BEGIN

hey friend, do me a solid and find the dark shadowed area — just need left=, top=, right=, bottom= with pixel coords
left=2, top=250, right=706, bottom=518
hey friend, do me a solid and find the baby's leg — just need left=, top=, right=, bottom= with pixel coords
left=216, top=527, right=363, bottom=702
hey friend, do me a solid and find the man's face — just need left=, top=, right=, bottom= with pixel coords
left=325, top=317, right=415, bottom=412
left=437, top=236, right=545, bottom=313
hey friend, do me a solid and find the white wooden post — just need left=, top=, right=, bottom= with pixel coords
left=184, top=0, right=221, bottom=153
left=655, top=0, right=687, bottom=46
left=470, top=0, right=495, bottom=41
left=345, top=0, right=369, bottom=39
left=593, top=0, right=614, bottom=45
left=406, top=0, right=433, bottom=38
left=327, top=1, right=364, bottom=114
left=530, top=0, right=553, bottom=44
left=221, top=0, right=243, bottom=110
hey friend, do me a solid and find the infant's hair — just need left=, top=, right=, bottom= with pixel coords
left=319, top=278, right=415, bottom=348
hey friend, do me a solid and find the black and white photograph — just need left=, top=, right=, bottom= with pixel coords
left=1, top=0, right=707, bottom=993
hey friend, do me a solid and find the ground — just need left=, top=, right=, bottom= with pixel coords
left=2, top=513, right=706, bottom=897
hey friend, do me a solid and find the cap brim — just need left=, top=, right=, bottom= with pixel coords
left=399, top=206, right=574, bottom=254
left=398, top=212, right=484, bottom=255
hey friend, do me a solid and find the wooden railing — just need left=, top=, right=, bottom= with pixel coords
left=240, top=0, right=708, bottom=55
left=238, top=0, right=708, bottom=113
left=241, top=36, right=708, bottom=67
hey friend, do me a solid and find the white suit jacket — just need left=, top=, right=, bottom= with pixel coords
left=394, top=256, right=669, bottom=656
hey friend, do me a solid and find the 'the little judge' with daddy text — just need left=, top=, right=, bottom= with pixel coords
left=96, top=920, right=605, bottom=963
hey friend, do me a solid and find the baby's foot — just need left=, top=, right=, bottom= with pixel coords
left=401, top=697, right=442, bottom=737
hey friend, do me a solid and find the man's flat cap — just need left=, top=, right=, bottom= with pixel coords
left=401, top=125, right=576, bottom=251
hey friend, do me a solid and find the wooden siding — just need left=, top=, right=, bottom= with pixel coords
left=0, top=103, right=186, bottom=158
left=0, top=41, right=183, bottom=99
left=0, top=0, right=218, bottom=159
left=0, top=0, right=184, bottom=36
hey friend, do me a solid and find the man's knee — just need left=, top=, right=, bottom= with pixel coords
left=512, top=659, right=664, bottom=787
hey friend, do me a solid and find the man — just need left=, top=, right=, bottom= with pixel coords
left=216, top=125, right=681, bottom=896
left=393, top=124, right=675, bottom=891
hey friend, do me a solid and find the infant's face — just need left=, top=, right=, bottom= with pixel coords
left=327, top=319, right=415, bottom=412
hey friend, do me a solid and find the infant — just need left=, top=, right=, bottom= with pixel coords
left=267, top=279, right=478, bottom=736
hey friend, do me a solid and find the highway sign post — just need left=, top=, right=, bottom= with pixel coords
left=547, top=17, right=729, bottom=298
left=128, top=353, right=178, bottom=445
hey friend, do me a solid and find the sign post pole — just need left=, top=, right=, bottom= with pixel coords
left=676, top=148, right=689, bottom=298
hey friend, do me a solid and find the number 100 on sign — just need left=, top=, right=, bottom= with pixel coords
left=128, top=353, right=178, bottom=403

END

• What to work on
Each line from the one containing "hey friend, do me a solid and find the number" through the end of the material must be returned exactly; no other line should appear.

• Result of the task
hey friend, do me a solid and find the number 100 on sign — just need left=, top=, right=, bottom= with pixel coords
left=128, top=353, right=178, bottom=403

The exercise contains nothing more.